Passage shown START
Cinders and desolation in Iraq’s Hawija after IS ousted

One side of the billboard calls for war, while the other warns of death for smokers.
Iraq’s Hawija still bears clear signs of its three years under militant rule.
IS group militants set fire to everything they could before they fled an Iraqi government offensive on the northern town in oil-rich Kirkuk province. Thick black smoke billows from burning oil wells around the town. Fields lie scorched in the surrounding region known for its cereal crops and watermelons.
Government troops and paramilitary units on Thursday retook Hawija, one of the IS group’s last bastions in the country. Beside roads leading into the town, villagers throw themselves at passing military convoys begging for food.
“We haven’t seen a teabag or spoonful of sugar for four years,” Um Imed says, tears in her eyes.
“Our children are dying of hunger and go barefoot,” she says, fiddling with the edge of her long black robe, covered in dust from the passing vehicles.
Passage shown END
Dataset extract START
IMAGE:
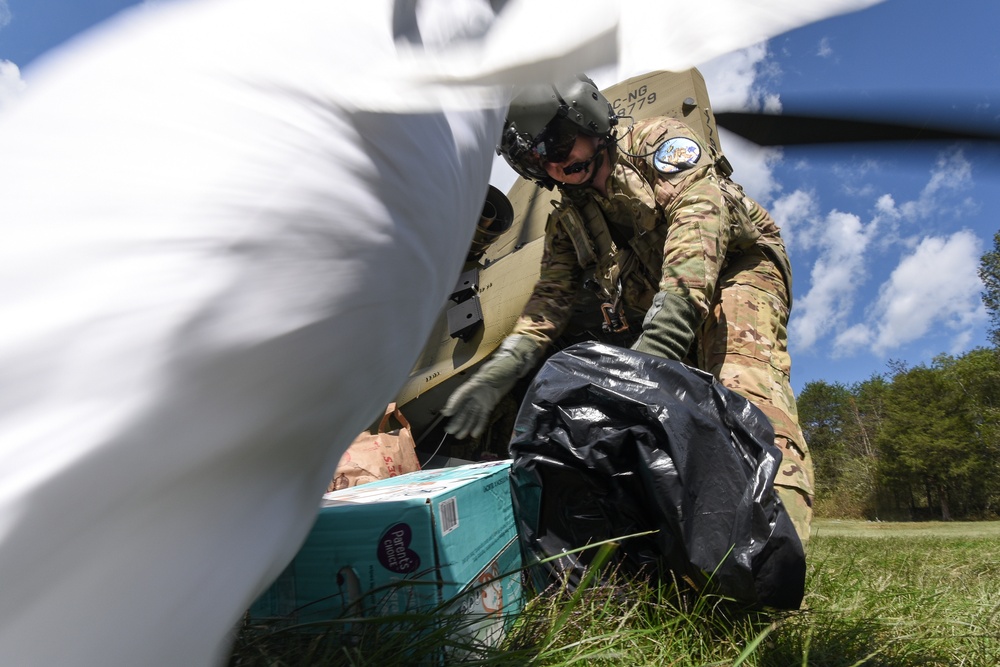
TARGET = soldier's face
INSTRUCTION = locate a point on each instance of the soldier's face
(583, 151)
Dataset extract END
To do:
**a.** Translate this sentence from the report on Hawija into French: "Fields lie scorched in the surrounding region known for its cereal crops and watermelons."
**b.** Using the report on Hawija, explain in one to three sentences why thick black smoke rises from the oil wells around the town.
**c.** Write the next paragraph of the report on Hawija, picking up after Um Imed's words about the children.
The material above is separate from the report on Hawija and is not covered by these tasks.

Results of the tasks:
**a.** Les champs sont calcinés dans la région environnante, connue pour ses céréales et ses pastèques.

**b.** The oil wells are burning because IS group militants set fire to everything they could before they fled the Iraqi government offensive on the town.

**c.**
“Only IS families got fat from the taxes they levied on our crops and the quarter of our produce” they took for themselves, she says.
The desolation is the same inside the town, where the 70,000 residents who were believed to have stayed on under IS rule are nowhere to be seen.
In 2014, “when IS seized the town, they used the hospital,” a spokesman for the Hashed al Shaabi paramilitary force said.
“But as the Iraqi forces approached, they wanted to burn everything so no one could use it — despite it being public infrastructure,” Mohammed Khalil says.
But some of the medical centre has survived the flames.
In consultation rooms, glass shards and blood samples litter the floor, while in the nurses’ staffroom, prescriptions, pamphlets and other pieces of paper recount life under IS.
On one sheet of paper headed “IS, Kirkuk province”, militant leaders ask staff to urgently treat “brother Adel, a soldier in the special forces”.
“They too only got things through connections,” a Hashed member scoffs, before slipping away.
Opposite the hospital, no one has entered the town hall for fear it has been booby-trapped.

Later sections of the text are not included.